#### Texto de origem
Contra Sandro Magister

Papa Francisco | Foto: Paul Haring - CNS

05 Mai 2021


"Se com João Paulo II o nível de atenção foi atingido por causa dos mea culpas e com Francisco as ribanceiras parecem estar sob pressão por causa do Sínodo sobre a família, obviamente existe uma razão - na minha opinião -: a Igreja não é uma realidade eterna, acima e para além da história, ou seja, a Igreja 'caminha junto com a humanidade toda e experimenta junto com o mundo o mesmo destino terreno'" (Gaudium et spes), escreve Riccardo Cristiano, jornalista, escritor e fundador da Associação de Amigos do Pe. Paolo Dall’Oglio, em artigo publicado por Settimana News, 02-05-2021. A tradução é de Luisa Rabolini.

 

Eis o artigo.

#### Dados fornecidos
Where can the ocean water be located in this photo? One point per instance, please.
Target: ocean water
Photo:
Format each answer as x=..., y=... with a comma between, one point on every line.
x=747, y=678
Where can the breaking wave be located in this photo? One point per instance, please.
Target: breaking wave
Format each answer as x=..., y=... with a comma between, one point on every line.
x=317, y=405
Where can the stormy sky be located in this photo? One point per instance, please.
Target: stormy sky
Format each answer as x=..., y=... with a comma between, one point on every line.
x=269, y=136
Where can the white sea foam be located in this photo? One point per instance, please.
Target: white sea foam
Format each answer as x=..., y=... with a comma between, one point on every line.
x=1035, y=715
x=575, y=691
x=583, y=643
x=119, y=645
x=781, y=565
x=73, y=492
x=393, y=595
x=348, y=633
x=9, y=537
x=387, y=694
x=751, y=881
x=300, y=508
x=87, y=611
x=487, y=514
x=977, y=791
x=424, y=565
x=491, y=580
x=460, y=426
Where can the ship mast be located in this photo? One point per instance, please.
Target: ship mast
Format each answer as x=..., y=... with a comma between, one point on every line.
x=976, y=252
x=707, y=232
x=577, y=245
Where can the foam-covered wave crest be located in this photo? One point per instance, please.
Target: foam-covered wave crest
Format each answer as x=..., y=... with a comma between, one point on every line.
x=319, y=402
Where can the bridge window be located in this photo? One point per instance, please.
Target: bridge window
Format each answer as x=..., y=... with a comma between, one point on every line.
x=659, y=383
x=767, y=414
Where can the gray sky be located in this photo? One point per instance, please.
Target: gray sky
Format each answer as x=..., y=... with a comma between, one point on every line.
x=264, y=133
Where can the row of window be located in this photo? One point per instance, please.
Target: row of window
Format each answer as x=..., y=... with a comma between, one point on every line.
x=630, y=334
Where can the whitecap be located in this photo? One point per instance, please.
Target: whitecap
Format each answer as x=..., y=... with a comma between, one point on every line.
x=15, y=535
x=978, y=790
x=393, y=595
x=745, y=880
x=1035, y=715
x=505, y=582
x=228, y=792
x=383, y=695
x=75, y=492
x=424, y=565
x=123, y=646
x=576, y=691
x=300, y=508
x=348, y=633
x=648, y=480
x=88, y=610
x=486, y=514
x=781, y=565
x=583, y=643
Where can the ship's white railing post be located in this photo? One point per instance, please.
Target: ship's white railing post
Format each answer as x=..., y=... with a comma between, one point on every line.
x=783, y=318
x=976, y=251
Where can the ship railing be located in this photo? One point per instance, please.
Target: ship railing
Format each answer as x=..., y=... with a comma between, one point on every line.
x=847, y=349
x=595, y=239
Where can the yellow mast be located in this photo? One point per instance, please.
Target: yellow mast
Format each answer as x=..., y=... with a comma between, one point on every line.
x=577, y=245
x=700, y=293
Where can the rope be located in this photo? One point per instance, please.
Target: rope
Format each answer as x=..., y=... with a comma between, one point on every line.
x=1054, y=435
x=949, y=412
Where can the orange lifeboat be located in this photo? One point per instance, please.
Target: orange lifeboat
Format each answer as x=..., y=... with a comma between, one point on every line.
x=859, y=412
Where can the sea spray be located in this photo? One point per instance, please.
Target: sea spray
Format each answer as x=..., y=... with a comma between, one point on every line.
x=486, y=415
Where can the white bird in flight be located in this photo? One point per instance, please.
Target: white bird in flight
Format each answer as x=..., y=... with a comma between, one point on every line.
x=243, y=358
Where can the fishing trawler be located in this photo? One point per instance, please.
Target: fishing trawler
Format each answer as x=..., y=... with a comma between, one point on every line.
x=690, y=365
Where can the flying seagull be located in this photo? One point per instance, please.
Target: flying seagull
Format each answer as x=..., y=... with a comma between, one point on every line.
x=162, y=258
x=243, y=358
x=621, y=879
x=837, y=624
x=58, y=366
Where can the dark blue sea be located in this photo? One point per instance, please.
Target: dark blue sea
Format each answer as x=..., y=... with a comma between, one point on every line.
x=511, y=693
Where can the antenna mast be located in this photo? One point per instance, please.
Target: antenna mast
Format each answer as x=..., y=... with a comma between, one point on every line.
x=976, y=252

==

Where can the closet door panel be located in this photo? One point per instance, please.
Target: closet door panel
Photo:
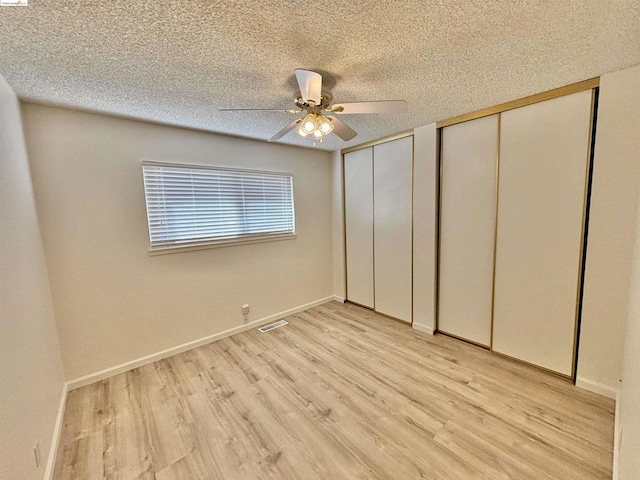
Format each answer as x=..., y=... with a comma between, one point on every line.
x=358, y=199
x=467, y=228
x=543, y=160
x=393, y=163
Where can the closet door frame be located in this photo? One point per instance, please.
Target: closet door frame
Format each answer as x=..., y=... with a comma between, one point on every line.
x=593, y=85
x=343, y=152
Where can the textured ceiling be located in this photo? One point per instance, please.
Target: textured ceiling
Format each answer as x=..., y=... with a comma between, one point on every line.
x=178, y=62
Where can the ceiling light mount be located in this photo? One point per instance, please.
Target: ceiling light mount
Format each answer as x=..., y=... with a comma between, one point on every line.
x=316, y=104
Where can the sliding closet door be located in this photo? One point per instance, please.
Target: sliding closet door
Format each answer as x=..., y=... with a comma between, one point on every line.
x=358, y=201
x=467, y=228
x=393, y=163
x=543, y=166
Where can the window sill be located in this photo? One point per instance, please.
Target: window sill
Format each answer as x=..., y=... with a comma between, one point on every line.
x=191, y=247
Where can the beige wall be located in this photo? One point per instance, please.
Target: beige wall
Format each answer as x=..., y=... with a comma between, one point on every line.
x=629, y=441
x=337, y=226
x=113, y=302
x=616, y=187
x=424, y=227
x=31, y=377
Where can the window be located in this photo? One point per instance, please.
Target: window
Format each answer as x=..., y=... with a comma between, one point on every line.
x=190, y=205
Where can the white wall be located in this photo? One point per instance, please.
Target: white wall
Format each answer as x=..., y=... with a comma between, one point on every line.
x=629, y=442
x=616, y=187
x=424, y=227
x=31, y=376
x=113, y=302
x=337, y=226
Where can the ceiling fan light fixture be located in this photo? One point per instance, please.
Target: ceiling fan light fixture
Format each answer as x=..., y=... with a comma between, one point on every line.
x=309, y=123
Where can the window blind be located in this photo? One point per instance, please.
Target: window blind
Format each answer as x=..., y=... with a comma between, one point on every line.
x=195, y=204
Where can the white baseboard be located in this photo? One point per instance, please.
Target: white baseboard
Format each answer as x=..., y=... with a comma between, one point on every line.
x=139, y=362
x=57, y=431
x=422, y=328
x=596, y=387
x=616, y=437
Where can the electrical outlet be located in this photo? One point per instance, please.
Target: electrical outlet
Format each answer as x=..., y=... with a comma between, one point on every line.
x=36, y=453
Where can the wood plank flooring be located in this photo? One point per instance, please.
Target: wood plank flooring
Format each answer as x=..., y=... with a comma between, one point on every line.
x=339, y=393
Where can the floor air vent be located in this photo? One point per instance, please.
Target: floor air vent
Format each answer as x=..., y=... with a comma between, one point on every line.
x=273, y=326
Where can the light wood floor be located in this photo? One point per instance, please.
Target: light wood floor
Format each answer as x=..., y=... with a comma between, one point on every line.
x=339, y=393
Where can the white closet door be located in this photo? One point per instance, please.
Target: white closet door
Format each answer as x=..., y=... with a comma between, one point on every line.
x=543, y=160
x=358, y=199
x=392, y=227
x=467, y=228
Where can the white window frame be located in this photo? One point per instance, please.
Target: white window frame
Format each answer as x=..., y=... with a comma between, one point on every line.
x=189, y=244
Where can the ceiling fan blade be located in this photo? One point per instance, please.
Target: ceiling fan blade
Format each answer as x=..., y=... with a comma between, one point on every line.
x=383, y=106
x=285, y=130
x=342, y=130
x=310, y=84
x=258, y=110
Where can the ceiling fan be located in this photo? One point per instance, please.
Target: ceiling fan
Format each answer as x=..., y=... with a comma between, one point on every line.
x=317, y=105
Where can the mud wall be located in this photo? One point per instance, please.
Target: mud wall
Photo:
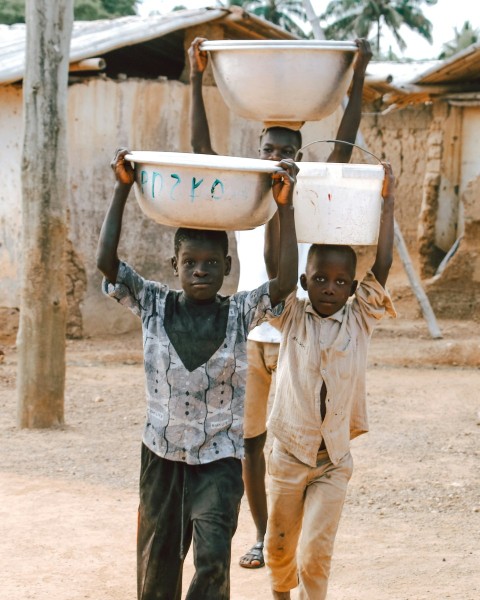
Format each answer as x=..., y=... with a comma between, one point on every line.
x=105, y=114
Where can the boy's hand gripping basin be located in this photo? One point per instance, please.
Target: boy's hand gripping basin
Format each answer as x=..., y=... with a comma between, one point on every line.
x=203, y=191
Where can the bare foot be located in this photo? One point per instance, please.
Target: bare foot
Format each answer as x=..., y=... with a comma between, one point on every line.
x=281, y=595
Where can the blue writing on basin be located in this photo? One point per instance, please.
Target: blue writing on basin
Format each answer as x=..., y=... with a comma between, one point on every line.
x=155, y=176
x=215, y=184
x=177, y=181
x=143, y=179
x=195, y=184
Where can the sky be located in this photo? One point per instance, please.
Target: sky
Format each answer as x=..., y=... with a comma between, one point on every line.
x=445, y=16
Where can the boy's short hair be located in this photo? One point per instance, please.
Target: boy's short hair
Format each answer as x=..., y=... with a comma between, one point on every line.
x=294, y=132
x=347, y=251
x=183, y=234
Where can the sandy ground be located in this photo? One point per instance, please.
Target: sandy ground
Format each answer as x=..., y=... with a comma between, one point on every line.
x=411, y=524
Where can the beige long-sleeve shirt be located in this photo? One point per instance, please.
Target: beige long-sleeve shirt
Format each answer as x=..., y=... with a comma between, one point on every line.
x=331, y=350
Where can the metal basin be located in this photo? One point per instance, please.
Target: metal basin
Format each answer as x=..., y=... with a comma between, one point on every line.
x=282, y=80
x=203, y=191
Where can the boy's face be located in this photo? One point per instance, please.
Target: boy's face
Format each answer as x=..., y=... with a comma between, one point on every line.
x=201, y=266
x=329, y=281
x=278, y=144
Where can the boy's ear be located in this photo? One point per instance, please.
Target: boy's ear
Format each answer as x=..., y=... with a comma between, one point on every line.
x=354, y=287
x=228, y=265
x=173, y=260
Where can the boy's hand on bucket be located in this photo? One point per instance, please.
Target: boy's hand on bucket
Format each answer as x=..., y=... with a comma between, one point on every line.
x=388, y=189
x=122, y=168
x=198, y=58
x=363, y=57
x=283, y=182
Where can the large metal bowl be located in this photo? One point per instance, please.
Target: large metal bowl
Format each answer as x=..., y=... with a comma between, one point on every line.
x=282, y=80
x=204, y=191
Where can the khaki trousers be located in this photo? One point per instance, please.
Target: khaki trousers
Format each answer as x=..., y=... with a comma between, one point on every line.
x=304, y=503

==

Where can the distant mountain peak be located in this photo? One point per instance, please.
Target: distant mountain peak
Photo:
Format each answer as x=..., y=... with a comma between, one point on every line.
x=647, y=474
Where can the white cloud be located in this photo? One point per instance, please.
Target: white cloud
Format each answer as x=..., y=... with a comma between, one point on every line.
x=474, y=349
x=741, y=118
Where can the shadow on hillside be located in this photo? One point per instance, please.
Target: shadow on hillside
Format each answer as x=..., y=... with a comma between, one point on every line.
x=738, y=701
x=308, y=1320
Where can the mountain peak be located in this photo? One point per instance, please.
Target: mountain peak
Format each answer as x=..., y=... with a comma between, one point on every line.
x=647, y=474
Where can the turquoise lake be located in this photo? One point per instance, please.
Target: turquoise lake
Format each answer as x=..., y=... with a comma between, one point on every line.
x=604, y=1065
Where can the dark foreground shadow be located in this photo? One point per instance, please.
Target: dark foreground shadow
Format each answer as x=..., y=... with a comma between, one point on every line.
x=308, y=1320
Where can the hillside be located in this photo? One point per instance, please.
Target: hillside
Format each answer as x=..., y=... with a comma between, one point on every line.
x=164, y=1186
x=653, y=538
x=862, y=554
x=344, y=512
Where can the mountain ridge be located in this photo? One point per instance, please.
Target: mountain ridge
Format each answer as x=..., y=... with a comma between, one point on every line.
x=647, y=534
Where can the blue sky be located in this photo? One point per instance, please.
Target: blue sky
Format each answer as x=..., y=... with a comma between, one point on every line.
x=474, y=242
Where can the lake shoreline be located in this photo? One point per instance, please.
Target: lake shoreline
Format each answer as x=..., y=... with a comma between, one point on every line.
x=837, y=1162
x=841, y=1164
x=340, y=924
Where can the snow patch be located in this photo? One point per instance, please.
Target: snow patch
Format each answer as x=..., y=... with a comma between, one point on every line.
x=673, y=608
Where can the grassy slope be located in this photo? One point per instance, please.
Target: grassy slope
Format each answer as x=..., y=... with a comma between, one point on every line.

#### Tarefa A
Responda, com base no texto de origem, às perguntas abaixo.
(i) Qual data aparece no início do texto de origem?
(ii) A quem é creditada a foto do Papa Francisco?
(iii) Quem assina a tradução do artigo?
#### Tarefa B
Prossiga o texto de origem, o artigo de Riccardo Cristiano sobre a Igreja e a história, logo após a última frase.

#### Resposta A
(i) 05 Mai 2021
(ii) Paul Haring - CNS
(iii) Luisa Rabolini

#### Resposta B
Francisco - para quem a realidade é superior à ideia - muitas vezes nos coloca em confronto com a necessidade humana de recorrer aos esquemas, muitas vezes ideológicos.

Como resultado da nossa irresistível necessidade - talvez - Francisco foi definido conforme o caso como "cúmplice de Videla", "comunista", "turbo-globalista", "falso revolucionário", "herege e usurpador". Pois bem, é certamente sinal de contradição.

 

Os fantasmas de Bergoglio

Como jornalista, sinto a necessidade de trazer um pouco de história e ordem, sem ceder à tentação de ver por todo lado fantasmas: seria a costumeira tentativa de silenciar todo dissenso em nome da conspiração. De fato, estão em curso tentativas de deslegitimar Francisco, mas também críticas – aliás, sempre necessárias - das quais afloram muitos problemas a serem decifrados, equívocos católicos a serem esclarecidos e desejos de ambientes externos à Igreja a serem interpretados. Vem do variegado mundo de interesses próprios, a representação, hoje, de um papa hostil ao diálogo, para motivar sua rejeição.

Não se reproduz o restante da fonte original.